Entries from an annotation dataset:
=-=-=-=-=

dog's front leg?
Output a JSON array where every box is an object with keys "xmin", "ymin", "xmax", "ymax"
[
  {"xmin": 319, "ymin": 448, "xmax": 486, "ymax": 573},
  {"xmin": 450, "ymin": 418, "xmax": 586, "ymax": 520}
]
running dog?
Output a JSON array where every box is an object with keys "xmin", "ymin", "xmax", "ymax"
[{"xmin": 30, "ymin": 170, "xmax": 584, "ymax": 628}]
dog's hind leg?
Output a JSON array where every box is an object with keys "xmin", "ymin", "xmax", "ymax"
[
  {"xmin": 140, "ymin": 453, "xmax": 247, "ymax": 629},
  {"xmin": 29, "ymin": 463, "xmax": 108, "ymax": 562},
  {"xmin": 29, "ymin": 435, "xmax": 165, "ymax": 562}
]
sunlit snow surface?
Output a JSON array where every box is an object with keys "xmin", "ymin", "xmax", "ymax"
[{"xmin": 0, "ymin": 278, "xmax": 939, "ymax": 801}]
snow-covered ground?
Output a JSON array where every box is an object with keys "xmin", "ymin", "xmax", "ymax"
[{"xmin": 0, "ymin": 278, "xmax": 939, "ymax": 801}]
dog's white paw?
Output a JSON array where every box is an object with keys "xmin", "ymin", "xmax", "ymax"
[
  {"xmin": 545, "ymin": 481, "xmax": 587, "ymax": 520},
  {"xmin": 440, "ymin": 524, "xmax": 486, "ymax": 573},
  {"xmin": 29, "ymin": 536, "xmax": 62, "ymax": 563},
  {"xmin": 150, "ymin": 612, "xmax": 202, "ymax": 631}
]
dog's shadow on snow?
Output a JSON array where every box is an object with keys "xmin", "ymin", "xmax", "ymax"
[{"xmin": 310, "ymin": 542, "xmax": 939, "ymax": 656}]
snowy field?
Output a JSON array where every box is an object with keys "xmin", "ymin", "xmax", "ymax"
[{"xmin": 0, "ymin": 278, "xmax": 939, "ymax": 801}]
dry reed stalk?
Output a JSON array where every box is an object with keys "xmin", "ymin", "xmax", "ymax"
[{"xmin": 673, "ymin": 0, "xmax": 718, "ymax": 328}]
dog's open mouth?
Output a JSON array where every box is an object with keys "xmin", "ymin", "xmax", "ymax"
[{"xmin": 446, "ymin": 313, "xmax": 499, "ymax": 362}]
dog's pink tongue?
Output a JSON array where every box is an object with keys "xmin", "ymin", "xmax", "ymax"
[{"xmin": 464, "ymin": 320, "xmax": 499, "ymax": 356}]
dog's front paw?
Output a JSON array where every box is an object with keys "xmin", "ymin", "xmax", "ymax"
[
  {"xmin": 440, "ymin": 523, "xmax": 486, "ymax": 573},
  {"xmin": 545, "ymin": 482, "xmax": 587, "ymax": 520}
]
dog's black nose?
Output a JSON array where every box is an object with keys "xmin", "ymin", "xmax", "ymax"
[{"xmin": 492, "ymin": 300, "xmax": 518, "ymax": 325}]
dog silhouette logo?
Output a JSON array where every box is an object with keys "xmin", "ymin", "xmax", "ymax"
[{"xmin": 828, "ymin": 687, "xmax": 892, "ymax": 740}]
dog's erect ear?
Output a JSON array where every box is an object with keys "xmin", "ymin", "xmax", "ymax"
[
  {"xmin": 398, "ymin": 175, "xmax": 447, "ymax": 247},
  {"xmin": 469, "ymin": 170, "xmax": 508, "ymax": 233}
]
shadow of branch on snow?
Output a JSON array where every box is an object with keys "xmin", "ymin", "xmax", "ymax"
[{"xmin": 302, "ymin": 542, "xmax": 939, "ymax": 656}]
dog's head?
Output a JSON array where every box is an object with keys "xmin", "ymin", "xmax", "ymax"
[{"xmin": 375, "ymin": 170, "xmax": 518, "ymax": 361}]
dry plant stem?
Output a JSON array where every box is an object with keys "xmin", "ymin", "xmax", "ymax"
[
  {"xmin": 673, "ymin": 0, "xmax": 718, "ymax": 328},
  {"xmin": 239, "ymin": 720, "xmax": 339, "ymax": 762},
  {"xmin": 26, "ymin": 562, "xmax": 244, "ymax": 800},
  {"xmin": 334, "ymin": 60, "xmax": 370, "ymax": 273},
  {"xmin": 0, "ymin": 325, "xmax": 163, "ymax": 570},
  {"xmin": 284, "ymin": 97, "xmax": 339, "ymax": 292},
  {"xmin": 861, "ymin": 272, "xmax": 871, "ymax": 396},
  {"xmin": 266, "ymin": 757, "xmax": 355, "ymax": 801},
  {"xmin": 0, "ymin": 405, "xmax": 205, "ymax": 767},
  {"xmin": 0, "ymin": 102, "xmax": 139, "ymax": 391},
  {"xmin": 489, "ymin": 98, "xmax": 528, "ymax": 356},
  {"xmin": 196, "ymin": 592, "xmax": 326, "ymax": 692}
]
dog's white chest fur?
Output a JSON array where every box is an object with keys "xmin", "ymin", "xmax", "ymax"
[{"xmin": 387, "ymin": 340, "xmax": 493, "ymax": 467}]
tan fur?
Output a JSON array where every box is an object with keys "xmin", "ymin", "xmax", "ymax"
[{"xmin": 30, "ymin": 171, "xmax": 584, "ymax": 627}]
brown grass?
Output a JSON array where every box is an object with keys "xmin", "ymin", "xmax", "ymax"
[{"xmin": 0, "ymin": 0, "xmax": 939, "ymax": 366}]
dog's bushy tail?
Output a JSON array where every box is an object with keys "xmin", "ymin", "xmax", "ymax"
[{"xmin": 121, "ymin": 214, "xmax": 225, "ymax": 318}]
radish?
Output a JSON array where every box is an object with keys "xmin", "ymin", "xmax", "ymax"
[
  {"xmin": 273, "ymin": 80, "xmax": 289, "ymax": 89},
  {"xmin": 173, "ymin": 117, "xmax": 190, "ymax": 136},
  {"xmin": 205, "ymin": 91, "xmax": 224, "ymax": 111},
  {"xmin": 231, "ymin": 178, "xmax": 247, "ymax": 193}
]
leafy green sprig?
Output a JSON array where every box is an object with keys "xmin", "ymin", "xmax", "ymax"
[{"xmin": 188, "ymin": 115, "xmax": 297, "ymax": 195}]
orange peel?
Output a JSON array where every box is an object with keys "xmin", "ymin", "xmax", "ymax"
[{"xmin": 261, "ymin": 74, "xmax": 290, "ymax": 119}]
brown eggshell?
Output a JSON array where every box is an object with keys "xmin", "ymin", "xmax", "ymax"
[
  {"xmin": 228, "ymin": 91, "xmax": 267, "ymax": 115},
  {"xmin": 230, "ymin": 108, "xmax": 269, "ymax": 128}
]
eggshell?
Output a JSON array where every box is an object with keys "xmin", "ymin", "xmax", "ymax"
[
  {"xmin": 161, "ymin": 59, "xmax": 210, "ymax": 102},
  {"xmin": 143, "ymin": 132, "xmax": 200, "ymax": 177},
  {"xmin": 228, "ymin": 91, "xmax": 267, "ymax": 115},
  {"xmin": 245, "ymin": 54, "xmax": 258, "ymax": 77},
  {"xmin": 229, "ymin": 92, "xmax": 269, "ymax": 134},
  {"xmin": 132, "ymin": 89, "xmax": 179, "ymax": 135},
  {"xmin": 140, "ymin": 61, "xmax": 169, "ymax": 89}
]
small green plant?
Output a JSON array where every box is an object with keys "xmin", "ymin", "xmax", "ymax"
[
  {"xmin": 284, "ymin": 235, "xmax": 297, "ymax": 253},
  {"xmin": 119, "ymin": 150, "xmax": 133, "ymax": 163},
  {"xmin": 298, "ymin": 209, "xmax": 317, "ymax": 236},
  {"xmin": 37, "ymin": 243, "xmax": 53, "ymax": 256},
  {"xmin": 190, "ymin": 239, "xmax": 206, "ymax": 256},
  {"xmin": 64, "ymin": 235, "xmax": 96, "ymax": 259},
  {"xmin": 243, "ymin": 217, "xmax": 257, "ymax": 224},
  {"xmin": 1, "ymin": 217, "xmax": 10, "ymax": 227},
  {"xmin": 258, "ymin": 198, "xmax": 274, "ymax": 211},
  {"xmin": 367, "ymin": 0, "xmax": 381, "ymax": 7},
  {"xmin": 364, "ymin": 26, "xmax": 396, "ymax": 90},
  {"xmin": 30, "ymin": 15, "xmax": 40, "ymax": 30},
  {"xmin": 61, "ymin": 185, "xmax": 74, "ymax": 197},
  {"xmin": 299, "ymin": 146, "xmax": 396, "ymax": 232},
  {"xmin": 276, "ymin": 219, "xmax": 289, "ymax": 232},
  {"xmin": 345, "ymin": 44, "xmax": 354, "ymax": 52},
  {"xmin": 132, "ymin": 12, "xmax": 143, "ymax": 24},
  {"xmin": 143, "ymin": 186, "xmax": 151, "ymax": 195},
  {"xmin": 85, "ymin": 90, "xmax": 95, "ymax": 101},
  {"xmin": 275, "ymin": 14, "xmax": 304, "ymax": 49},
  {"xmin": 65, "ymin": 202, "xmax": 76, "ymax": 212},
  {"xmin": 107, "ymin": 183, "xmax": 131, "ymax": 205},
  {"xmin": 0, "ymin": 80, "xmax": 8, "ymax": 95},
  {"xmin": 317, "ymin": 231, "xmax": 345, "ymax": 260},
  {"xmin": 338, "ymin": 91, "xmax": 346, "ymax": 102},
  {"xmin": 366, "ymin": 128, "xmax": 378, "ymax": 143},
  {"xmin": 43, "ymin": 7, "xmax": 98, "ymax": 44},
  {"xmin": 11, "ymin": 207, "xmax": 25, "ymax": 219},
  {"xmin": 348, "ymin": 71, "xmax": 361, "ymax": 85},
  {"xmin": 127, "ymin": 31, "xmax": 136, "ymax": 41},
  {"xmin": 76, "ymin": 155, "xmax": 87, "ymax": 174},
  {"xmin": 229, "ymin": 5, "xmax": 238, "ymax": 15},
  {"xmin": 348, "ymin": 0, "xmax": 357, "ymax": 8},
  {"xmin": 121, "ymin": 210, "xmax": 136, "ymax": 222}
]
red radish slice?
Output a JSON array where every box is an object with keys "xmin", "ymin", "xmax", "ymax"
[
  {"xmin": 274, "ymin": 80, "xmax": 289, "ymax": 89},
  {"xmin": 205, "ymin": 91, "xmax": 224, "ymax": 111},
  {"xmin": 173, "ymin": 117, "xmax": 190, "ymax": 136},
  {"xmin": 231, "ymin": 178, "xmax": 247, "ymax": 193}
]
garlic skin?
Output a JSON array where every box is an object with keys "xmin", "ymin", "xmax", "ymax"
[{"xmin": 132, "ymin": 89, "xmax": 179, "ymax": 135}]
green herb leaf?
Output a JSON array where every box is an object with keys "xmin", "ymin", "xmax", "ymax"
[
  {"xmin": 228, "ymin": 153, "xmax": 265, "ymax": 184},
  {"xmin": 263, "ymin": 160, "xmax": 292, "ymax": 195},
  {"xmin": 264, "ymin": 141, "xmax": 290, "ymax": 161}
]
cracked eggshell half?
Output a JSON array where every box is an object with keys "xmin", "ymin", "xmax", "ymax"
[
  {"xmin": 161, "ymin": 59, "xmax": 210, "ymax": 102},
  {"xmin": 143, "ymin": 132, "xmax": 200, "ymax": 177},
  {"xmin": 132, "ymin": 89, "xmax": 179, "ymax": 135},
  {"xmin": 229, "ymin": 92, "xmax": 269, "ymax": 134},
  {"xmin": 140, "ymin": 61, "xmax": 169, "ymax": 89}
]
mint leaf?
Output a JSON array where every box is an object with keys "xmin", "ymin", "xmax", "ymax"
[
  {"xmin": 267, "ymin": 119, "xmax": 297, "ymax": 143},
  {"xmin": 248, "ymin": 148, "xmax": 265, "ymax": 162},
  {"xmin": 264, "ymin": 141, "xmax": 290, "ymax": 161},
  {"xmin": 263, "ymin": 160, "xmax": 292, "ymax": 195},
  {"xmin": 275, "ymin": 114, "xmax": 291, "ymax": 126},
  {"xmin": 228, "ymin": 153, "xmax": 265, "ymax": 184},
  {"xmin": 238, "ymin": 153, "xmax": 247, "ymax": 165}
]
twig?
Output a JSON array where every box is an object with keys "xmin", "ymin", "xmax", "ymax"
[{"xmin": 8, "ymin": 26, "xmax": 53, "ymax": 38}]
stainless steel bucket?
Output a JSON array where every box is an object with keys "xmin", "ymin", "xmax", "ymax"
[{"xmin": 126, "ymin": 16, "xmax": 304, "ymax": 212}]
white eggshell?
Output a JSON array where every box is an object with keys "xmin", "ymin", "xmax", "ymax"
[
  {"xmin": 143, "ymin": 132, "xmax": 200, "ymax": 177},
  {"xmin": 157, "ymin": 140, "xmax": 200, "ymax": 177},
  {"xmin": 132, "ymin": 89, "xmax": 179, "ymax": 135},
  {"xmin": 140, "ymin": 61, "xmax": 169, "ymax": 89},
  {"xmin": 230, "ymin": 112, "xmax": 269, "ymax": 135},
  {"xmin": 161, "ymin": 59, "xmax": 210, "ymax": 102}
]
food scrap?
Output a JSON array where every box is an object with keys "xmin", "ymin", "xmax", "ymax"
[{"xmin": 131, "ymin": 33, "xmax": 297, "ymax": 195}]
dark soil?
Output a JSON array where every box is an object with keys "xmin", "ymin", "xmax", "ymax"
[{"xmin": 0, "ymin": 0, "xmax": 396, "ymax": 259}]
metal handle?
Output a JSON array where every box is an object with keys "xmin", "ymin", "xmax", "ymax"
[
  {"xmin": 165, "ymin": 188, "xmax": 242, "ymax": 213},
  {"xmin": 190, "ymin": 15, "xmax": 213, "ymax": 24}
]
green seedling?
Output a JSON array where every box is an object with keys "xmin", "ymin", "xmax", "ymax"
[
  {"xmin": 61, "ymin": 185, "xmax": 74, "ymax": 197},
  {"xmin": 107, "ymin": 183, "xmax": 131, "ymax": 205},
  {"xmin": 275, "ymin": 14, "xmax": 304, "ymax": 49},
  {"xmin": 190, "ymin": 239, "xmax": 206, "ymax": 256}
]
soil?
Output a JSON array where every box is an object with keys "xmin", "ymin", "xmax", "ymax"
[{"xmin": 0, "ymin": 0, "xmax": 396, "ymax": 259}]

=-=-=-=-=

What you should do: How many lines of the entries above contain the word "green", with case counting? Give only the number.

Task output: 4